**EXTRACT**
Start of Block

Houston Refines Hunt for COVID in Wastewater

HA filtration and bead beating ticked all the boxes for most efficient method to find signs of the SARS-CoV-2 virus in wastewater, according to a new study led by Rice University. The study could serve as a guide to municipalities setting up their own testing facilities.

There are many ways to test municipal wastewater for signs of the virus that causes COVID-19, but scientists in Houston have determined theirs is the best yet.

A study led by environmental engineer Lauren Stadler of Rice University’s Brown School of Engineering with the aid of the City of Houston Health Department and Baylor College of Medicine compared five processes used by labs around the country to concentrate samples and find the virus in wastewater from six Houston plants.

The process employed at Rice and now Baylor, called “electronegative filtration with bead beating,” proved the most sensitive to signs of the virus as well as the most cost-effective.

The study appears in the Elsevier journal Water Research.

There is no standard test, according to the study, but all of the processes — including electronegative filtration with elution, ultrafiltration, precipitation and direct extraction — are effective to a degree.

End of Block

**EXERCISE DATA**
Start of Block

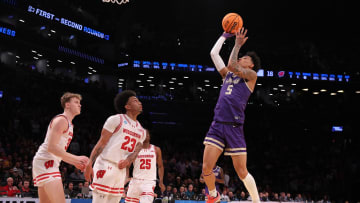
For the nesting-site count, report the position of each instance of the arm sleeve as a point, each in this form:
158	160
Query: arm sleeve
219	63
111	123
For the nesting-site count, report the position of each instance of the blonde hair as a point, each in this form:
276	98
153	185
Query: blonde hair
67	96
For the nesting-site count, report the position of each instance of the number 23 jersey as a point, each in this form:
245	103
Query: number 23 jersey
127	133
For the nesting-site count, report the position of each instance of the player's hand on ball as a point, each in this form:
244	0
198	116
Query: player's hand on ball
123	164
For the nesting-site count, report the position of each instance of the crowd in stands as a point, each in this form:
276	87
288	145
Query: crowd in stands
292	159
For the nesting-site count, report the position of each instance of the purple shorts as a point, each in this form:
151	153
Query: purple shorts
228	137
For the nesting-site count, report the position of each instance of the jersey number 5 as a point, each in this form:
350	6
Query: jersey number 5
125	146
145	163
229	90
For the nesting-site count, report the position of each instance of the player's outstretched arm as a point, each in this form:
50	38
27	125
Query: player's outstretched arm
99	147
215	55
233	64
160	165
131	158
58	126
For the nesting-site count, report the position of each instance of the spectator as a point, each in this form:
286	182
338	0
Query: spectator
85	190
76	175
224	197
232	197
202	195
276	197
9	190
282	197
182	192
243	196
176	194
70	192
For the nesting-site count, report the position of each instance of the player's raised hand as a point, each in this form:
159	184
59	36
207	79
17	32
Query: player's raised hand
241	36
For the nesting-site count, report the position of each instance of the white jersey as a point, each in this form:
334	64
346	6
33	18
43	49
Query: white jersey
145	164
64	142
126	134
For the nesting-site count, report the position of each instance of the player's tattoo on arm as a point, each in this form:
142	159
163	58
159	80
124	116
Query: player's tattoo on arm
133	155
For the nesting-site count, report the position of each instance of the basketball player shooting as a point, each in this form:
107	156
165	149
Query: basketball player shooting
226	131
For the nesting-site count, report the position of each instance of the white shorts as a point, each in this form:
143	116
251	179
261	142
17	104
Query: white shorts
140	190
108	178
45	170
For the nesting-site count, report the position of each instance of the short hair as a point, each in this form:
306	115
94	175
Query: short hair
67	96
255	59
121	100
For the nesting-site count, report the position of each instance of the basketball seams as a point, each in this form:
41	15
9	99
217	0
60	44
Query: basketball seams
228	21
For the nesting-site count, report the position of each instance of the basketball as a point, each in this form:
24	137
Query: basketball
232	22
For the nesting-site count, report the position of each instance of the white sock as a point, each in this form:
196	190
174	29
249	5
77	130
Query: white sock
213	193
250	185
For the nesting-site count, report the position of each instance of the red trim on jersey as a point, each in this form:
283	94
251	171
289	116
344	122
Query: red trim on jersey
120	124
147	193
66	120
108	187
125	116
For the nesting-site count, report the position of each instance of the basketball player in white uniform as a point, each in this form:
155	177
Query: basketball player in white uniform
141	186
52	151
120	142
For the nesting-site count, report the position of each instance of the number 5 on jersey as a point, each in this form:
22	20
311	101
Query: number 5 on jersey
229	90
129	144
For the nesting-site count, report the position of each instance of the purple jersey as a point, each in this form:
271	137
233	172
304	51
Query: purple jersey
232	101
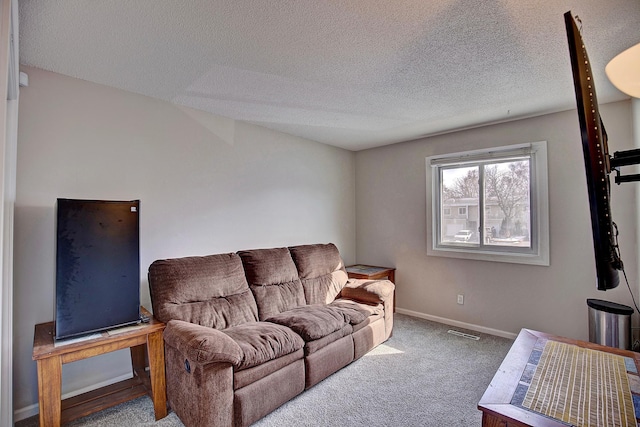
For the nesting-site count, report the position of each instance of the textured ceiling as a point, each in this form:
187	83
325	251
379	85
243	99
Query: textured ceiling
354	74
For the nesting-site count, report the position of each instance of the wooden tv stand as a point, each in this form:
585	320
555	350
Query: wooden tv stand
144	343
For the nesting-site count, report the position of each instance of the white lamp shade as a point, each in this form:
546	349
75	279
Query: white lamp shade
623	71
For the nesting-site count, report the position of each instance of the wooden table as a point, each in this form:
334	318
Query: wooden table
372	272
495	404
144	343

End of Block
Start of Block

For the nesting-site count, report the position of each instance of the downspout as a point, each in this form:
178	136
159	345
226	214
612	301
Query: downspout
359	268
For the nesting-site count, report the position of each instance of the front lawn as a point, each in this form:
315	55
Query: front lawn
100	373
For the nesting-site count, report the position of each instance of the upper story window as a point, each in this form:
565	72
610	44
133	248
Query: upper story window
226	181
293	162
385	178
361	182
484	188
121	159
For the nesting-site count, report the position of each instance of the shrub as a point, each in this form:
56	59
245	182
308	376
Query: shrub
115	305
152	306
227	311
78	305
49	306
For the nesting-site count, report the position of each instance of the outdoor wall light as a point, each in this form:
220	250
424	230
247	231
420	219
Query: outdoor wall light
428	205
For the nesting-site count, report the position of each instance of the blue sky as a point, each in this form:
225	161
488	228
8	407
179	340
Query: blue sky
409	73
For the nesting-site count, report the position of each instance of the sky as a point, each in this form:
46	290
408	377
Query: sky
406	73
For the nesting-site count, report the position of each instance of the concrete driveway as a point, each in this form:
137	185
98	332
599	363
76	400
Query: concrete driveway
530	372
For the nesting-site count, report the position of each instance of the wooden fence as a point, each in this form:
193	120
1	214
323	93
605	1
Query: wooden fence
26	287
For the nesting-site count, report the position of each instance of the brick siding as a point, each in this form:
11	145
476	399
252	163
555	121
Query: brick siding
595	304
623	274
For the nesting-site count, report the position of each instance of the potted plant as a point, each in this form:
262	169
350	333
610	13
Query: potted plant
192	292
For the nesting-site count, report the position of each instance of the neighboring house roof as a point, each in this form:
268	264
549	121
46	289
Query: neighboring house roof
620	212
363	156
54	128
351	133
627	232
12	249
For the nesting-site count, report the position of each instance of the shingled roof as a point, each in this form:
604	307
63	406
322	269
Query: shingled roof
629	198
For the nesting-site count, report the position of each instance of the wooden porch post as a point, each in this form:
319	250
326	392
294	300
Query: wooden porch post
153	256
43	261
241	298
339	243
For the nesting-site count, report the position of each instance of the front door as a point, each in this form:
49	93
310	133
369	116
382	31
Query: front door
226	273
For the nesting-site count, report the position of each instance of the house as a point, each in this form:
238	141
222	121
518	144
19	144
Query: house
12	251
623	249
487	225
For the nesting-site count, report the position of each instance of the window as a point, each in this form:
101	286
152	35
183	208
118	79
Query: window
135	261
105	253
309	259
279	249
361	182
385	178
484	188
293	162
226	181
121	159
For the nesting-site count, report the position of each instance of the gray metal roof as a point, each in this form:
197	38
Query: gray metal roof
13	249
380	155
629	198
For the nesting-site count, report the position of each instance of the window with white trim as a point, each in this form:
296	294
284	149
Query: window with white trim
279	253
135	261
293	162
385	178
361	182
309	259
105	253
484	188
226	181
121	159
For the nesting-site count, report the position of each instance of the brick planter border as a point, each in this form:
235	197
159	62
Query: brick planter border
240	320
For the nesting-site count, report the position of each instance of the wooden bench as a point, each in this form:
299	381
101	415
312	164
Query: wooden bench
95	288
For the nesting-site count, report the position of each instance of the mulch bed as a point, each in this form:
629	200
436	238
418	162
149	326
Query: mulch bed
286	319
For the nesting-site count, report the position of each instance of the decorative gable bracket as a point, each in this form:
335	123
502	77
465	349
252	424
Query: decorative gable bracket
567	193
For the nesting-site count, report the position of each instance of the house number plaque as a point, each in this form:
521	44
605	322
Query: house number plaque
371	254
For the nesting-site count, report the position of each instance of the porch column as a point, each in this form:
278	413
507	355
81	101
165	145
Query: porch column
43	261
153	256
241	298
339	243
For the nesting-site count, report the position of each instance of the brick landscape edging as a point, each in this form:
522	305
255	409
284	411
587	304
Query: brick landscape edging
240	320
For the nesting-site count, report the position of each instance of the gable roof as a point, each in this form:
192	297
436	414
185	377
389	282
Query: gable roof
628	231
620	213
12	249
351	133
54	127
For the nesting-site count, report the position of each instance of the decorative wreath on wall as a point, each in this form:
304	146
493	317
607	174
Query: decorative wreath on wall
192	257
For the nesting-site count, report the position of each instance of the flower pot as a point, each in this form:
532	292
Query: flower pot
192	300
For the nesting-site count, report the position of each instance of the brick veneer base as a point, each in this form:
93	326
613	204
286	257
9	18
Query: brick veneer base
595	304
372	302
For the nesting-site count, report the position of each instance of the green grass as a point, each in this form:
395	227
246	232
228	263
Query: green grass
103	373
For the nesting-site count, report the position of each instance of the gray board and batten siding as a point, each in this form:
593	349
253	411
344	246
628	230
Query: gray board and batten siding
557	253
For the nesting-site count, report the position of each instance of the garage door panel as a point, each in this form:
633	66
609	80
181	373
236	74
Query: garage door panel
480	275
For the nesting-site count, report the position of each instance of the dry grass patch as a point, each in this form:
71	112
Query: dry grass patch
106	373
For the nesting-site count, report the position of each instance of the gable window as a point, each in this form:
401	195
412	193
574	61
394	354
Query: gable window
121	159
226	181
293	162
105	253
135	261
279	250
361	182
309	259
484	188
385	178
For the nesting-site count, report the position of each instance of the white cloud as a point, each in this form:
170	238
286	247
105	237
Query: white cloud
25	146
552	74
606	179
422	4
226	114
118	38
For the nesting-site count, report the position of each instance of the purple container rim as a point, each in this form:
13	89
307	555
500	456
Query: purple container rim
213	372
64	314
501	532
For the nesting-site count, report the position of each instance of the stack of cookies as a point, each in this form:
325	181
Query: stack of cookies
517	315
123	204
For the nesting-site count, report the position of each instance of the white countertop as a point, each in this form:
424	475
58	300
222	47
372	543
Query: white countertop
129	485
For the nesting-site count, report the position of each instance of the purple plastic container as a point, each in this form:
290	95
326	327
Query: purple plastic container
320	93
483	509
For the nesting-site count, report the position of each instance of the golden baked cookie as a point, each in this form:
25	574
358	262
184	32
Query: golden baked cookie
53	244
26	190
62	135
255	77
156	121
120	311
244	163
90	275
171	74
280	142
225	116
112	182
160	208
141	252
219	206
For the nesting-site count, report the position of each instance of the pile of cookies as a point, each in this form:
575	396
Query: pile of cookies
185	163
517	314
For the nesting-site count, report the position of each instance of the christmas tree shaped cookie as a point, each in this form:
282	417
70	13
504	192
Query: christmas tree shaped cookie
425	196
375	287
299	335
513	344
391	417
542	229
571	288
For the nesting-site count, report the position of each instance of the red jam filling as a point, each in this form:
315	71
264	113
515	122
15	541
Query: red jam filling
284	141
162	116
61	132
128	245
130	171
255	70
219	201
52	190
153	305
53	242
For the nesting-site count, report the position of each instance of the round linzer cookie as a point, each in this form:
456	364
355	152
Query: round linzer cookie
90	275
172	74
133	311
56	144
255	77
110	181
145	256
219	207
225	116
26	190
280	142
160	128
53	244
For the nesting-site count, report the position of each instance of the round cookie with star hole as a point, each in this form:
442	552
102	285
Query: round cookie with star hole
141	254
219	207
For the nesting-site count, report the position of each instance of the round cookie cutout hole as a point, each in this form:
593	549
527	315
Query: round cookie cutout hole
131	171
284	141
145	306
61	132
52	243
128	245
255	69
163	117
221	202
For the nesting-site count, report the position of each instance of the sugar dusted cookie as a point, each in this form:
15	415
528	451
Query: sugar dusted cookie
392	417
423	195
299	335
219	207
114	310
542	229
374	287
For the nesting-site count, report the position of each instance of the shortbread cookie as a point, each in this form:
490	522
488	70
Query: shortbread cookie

End of Block
Start of Block

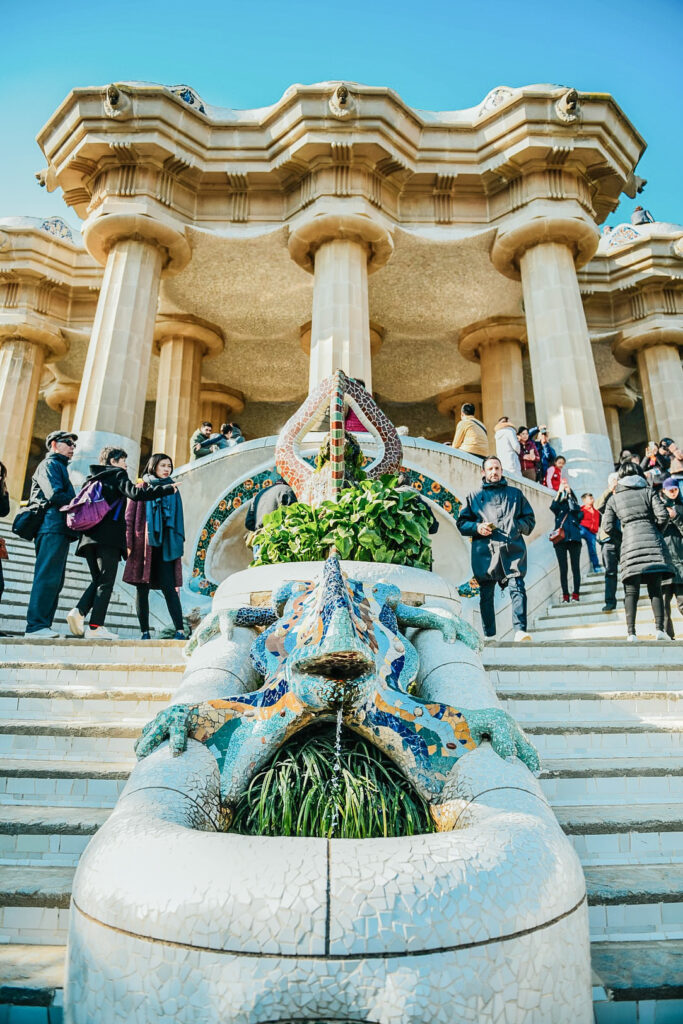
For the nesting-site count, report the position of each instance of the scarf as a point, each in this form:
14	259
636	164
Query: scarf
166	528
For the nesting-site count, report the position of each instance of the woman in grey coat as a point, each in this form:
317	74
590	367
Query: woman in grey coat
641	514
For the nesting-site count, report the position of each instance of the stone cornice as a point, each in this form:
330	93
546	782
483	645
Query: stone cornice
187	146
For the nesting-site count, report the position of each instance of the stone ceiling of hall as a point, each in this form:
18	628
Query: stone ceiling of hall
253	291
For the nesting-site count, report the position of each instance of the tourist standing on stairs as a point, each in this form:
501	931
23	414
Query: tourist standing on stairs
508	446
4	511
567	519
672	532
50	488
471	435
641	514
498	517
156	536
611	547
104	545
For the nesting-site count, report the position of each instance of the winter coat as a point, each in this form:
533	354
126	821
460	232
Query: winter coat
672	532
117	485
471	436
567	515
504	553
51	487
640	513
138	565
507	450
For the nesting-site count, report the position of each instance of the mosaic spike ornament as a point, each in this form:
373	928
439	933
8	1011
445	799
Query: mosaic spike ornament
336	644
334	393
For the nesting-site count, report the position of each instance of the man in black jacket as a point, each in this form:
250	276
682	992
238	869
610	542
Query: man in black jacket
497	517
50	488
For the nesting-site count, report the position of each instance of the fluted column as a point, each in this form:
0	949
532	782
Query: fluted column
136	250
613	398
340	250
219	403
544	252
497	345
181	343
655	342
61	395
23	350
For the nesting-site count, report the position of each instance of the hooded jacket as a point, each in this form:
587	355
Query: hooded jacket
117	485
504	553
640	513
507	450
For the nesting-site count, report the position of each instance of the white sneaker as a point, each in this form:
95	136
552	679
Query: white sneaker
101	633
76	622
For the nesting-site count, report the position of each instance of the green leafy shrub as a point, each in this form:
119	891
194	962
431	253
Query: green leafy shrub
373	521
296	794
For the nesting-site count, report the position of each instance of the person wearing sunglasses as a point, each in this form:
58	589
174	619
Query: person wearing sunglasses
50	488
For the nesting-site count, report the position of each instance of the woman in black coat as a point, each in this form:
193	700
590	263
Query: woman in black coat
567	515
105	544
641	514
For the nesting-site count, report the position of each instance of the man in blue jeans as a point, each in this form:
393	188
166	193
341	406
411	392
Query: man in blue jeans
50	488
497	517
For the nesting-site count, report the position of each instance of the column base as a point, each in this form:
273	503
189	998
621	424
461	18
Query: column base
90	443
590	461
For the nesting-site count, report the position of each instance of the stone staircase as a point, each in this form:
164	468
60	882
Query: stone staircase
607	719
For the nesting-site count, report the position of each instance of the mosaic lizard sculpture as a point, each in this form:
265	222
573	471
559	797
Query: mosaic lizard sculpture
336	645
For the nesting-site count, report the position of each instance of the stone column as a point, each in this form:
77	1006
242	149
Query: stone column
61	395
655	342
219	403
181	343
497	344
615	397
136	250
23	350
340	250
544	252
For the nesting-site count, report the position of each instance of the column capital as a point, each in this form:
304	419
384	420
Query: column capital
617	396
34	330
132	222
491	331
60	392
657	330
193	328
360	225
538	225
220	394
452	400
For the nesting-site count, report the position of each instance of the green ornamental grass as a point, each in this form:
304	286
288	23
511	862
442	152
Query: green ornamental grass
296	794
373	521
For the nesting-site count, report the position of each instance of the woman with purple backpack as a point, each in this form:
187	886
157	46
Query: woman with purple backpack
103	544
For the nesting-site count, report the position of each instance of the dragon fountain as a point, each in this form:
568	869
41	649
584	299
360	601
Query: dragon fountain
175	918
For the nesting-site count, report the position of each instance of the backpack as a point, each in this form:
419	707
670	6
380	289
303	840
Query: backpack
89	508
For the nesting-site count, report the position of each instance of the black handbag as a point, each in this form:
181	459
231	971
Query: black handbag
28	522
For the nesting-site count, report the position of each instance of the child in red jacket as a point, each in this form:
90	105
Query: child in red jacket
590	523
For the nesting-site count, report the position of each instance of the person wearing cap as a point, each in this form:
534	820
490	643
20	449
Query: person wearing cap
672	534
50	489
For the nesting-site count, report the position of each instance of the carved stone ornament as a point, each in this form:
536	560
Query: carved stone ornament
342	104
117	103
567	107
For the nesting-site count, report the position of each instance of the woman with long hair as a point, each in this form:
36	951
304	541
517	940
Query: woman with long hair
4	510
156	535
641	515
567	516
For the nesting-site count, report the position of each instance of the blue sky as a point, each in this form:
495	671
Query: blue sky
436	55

End of Block

**WORK REQUEST**
Answer these questions from the article on testing Houston wastewater for COVID:
1. How many processes did the study compare, and from how many Houston plants did the wastewater come?
2. Which process proved the most sensitive and the most cost-effective?
3. In which journal does the study appear?

**FINAL ANSWER**
1. Five processes, using wastewater from six Houston plants.
2. Electronegative filtration with bead beating.
3. Water Research, an Elsevier journal.